* Assignment *
The answer must be an exact reproduction of the lines from the start of the records below through the line containing "461, row 122.", and nothing more.

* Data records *
---
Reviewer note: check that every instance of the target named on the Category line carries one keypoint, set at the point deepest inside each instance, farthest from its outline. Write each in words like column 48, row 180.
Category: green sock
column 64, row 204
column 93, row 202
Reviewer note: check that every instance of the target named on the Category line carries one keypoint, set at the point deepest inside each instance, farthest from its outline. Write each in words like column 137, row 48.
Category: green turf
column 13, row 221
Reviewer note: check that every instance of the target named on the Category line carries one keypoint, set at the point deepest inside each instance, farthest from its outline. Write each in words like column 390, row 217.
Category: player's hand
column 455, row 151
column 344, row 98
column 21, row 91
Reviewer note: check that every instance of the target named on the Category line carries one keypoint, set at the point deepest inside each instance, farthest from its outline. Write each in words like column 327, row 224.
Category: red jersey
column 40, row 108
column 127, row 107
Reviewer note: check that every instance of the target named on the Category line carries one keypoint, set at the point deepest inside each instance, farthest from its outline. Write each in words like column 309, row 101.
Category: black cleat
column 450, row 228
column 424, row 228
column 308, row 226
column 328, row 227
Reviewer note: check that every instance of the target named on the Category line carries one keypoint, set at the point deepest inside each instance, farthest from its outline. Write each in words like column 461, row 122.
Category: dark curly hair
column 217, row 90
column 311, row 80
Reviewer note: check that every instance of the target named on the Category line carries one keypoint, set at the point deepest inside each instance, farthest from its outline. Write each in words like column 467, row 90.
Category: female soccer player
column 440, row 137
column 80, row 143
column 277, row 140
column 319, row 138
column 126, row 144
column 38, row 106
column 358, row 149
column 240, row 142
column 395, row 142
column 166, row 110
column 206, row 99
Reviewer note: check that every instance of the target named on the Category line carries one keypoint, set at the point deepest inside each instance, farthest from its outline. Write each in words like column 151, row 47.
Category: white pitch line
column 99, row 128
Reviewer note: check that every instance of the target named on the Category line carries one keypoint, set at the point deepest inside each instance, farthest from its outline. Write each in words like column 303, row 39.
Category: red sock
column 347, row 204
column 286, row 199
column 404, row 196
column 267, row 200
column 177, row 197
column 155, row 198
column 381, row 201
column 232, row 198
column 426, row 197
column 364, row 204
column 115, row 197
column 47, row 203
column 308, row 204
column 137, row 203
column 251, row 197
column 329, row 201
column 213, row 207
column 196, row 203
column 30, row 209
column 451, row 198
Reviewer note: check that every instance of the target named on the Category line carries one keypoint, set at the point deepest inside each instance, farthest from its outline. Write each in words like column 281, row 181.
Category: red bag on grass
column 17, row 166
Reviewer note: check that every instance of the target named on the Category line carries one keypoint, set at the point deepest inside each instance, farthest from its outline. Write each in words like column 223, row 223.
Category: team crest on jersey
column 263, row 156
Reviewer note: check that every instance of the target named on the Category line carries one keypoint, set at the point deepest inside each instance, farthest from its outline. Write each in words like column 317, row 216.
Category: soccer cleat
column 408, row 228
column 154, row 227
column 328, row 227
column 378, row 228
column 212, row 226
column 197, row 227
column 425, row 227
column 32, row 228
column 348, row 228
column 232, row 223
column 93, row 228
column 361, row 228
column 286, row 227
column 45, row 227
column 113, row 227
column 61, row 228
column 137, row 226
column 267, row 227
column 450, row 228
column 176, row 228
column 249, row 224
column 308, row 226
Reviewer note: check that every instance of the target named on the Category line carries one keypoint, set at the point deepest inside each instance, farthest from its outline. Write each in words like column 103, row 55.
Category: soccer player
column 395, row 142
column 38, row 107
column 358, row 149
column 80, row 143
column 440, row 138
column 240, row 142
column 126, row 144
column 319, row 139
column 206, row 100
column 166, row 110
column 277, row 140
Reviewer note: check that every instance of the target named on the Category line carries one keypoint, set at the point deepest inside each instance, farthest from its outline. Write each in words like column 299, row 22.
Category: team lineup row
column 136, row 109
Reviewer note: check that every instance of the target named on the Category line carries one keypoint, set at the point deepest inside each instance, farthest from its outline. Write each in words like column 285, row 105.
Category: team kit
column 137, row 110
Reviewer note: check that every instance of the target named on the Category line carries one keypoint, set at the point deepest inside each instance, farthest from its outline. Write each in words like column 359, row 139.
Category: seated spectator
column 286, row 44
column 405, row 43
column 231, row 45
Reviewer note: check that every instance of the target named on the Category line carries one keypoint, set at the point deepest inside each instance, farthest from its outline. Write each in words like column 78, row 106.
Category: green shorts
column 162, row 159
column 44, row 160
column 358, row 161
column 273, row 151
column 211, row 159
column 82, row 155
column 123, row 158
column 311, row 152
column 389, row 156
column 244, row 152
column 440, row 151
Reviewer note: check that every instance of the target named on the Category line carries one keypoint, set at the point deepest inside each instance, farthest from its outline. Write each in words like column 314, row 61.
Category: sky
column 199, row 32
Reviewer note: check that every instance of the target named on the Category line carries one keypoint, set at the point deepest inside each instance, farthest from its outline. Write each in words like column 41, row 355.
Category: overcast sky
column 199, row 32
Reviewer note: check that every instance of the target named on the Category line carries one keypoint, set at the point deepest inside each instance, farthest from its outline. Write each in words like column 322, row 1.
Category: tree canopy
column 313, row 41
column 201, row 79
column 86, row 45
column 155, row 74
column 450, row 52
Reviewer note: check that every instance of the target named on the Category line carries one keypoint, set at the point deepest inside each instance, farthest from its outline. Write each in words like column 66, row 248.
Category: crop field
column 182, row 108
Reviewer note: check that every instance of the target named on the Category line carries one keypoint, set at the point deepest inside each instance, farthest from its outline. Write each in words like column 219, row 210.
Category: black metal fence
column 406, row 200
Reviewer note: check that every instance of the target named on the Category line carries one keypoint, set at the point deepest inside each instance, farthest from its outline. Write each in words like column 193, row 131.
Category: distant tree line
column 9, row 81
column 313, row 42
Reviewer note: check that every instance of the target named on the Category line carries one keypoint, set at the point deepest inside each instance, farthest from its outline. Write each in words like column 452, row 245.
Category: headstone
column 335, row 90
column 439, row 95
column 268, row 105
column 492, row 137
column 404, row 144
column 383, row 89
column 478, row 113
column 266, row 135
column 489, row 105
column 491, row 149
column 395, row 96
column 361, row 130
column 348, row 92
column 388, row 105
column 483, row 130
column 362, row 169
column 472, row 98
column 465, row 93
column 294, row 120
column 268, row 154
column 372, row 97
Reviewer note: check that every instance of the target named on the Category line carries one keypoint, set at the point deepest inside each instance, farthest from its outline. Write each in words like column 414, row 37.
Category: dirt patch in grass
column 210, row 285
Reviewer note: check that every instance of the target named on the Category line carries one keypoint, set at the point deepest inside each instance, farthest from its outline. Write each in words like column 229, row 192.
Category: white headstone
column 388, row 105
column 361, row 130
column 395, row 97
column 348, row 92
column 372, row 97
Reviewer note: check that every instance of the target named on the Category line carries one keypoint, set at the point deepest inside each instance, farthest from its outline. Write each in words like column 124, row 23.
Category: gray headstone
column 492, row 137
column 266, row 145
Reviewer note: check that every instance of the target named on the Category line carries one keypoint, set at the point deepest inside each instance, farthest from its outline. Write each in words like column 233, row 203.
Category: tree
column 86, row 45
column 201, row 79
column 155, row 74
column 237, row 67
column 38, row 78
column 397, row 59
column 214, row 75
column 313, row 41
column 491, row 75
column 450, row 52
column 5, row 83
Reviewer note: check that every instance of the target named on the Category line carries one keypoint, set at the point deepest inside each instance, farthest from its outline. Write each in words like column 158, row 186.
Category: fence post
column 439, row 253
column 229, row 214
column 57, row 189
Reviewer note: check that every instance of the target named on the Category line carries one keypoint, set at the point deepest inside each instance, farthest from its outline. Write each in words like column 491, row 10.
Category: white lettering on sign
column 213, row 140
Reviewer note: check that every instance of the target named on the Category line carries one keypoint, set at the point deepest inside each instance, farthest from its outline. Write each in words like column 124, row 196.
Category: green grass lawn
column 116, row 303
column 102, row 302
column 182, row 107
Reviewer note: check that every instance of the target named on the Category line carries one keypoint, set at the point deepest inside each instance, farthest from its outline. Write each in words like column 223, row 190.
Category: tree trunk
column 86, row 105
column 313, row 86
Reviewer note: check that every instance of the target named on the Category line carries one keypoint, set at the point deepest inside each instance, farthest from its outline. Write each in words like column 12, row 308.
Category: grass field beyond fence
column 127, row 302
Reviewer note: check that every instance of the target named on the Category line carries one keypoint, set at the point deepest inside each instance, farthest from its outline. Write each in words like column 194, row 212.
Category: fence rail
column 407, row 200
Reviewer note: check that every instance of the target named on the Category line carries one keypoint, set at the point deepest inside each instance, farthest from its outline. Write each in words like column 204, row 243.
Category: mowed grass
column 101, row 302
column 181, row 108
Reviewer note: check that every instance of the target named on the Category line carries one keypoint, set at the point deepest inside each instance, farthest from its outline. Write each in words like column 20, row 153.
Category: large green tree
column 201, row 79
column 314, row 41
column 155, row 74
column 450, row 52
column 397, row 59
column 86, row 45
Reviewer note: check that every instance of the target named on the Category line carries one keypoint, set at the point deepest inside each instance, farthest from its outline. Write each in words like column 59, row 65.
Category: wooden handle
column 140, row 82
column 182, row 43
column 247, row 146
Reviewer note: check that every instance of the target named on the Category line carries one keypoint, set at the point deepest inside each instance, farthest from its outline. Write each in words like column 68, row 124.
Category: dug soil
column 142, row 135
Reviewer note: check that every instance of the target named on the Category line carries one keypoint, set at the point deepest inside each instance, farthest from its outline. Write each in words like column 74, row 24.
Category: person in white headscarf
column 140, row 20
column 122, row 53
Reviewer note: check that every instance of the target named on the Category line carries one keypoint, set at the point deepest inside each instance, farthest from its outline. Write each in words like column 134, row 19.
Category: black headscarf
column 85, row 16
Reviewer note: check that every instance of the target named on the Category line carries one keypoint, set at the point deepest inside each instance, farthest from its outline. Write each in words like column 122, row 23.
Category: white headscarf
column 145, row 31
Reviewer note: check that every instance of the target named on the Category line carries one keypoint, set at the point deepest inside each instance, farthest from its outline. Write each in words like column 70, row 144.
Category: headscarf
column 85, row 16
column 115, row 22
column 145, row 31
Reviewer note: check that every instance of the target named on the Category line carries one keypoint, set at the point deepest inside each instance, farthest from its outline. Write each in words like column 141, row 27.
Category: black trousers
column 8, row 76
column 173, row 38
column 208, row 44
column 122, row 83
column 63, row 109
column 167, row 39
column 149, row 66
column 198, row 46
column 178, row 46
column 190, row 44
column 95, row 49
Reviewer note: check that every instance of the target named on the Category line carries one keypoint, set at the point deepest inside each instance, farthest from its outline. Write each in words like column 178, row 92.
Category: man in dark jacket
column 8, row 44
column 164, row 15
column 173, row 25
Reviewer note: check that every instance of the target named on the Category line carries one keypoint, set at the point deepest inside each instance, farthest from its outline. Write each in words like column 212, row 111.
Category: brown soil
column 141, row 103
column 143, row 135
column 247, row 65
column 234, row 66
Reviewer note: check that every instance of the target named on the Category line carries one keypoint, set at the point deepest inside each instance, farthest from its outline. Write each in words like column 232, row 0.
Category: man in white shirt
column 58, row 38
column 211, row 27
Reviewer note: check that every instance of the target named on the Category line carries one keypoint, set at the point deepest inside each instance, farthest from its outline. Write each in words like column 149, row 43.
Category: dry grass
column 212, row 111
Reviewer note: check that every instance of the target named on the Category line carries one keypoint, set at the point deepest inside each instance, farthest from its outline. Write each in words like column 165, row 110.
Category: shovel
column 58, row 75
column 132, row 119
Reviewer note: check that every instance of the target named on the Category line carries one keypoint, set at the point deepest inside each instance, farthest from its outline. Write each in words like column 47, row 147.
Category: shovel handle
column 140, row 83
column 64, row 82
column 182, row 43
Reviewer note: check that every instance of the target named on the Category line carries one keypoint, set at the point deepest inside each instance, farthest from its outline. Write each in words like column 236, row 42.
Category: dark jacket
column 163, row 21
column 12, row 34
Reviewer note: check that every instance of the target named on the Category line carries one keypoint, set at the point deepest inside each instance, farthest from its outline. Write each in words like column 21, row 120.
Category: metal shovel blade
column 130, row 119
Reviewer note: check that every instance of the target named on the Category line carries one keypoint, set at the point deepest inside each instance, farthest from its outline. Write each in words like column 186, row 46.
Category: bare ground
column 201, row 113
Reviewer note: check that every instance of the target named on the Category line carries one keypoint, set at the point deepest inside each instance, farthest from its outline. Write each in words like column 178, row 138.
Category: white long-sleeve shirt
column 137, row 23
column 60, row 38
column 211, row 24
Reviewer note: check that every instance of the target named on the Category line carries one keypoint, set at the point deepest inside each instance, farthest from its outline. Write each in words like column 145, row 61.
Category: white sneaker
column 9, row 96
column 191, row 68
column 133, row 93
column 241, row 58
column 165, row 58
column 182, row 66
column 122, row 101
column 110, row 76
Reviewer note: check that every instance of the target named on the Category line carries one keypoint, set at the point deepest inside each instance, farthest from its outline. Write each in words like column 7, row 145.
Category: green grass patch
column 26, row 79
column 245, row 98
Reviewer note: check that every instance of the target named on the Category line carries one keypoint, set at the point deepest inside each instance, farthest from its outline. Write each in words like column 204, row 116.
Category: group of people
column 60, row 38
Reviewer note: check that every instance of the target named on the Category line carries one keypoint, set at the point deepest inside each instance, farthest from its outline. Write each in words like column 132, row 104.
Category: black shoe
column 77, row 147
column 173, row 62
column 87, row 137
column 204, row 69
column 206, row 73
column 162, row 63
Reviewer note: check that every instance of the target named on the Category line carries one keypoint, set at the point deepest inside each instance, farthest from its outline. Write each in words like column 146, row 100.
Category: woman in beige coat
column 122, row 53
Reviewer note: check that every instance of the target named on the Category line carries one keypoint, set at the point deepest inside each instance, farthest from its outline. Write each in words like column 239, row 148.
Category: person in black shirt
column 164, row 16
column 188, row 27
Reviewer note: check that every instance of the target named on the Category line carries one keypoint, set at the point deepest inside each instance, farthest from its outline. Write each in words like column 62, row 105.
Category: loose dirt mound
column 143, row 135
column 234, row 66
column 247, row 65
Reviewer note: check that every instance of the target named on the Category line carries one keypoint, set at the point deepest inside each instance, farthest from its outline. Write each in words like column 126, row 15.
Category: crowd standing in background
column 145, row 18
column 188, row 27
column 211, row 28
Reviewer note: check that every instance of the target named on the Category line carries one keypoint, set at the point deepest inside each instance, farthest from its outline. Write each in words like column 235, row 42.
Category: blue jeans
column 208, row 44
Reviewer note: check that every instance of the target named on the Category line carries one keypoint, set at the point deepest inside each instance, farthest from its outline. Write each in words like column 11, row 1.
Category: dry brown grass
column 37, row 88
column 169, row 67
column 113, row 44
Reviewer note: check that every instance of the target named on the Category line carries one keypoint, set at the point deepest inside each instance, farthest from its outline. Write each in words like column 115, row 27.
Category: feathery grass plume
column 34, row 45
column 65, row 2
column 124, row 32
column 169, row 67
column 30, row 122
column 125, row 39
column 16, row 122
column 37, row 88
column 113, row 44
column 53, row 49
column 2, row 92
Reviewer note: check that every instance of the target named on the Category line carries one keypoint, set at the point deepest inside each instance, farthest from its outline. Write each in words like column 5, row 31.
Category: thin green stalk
---
* Solution to this exercise *
Reviewer note: check that every instance of the target named on the Category line carries one keypoint, set at the point deepest inside each instance, farthest from its outline. Write each in words like column 48, row 180.
Category: green sock
column 64, row 204
column 93, row 202
Reviewer note: check that every instance of the target named on the Category line carries one keypoint, set at the point deepest inside each instance, farthest from its outline. Write each in words like column 137, row 48.
Category: green turf
column 13, row 221
Reviewer note: check that every instance of the target named on the Category line carries one keypoint, set at the point deepest inside each instance, farthest from its outline. Write each in words like column 390, row 217.
Category: player's hand
column 455, row 151
column 344, row 98
column 21, row 91
Reviewer note: check that every instance of the target named on the Category line carries one keypoint, set at the point deepest inside each instance, farthest from its outline. Write each in words like column 327, row 224.
Category: red jersey
column 40, row 108
column 127, row 107
Reviewer note: check that every instance of the target named on the Category line carries one keypoint, set at the point deepest inside each instance, farthest from its outline. Write each in words like column 309, row 101.
Category: black cleat
column 450, row 228
column 424, row 228
column 308, row 226
column 328, row 227
Reviewer note: check that every instance of the target named on the Category line carries one keypoint, set at the point deepest inside each instance, farthest from its outline. Write each in words like column 461, row 122.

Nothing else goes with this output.